-- Start of Dataset content --
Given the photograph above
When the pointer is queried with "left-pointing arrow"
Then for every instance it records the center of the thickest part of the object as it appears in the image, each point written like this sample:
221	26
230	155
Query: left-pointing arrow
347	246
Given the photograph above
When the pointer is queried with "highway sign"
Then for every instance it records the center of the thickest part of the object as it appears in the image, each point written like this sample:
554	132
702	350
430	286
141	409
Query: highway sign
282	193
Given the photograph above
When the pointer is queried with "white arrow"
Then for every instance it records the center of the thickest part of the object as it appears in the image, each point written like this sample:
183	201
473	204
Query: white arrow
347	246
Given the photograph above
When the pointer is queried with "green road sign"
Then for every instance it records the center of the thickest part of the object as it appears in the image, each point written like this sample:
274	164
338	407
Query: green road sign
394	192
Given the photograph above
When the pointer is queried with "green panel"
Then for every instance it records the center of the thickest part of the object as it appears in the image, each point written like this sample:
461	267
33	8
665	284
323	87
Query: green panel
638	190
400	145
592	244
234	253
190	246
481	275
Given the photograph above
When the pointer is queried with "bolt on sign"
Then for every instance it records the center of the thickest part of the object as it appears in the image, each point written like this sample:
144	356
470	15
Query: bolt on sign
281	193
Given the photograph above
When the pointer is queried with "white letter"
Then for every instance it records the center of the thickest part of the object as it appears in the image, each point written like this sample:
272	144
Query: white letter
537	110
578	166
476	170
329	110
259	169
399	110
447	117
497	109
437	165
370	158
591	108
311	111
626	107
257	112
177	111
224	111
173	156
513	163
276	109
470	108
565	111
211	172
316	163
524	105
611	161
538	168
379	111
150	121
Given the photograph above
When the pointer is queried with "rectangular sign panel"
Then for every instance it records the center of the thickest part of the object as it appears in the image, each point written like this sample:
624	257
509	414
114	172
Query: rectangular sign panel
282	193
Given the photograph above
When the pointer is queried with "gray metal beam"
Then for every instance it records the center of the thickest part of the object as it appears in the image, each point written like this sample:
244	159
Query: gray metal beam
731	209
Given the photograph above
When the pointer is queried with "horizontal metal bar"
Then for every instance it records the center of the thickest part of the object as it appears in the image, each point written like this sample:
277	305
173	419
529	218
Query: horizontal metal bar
-- End of Dataset content --
◆ Aim of the exercise
Copy out every entry again, exactly as it was given.

◆ Output
Given the photograph above
When the pointer is queried with "left-pointing arrow"
Then for every instance it records the center of the thickest part of the object as it appears in the image, each point written like this sample:
221	26
230	155
Query: left-pointing arrow
347	246
Given the photograph above
When the pointer is queried with "highway sign"
Then for every instance it records the center of the thickest part of the object as it appears in the image, each point written like this sample:
554	132
702	350
430	286
141	409
Query: highway sign
282	193
Given the photograph above
When the pointer is queried with "white arrow"
Then for every instance it records the center of the thickest part of the object as it appears in the image, each point written like this sample:
183	201
473	204
Query: white arrow
347	246
Given the photograph above
When the pointer is queried with "green road sign"
Then for every instance it records the center of the thickest part of the object as it appears in the image, each point written like this sample:
274	164
338	407
Query: green road sign
394	192
Given the photograph above
When the pointer is queried with "green panel"
Then for every instance it records the center of the thickest part of the object as it appears in the image, each point written like this sample:
461	267
33	8
665	284
323	87
Query: green panel
638	190
400	145
592	244
234	253
190	246
481	275
Given the photograph above
When the pointer is queried with "bolt on sign"
Then for every instance it records the center of the thickest part of the object as it appears in the image, each point written like this sample:
144	356
470	15
Query: bolt on sign
281	193
Given the photograph above
When the pointer is queried with "white letter"
Then for every instance it records the center of the thickest part of the object as it appears in the image, each point written like this sample:
272	144
Query: white letter
537	110
578	166
476	170
329	110
259	169
399	110
447	117
497	109
437	165
370	158
591	108
311	111
626	107
257	112
177	111
224	111
173	156
513	163
276	109
470	108
565	111
211	172
316	163
524	105
611	161
538	168
379	111
150	121
Given the photograph above
When the pointer is queried with "rectangular sign panel"
Then for every instance it records the center of the thickest part of the object as it appears in the image, each point written like this sample:
624	257
509	414
114	172
Query: rectangular sign panel
282	193
Given the photograph above
When the pointer is queried with "gray metal beam"
Then for every instance it records the center of the thickest part of the object as it appears in the image, each point written like this sample:
244	159
Query: gray metal beam
731	209
Given the photograph above
When the pointer is queried with "horizontal metal bar"
Then for every instance it records the center of the thickest part of the object as it appears in the image, each point written like this sample:
277	305
173	419
529	218
Query: horizontal metal bar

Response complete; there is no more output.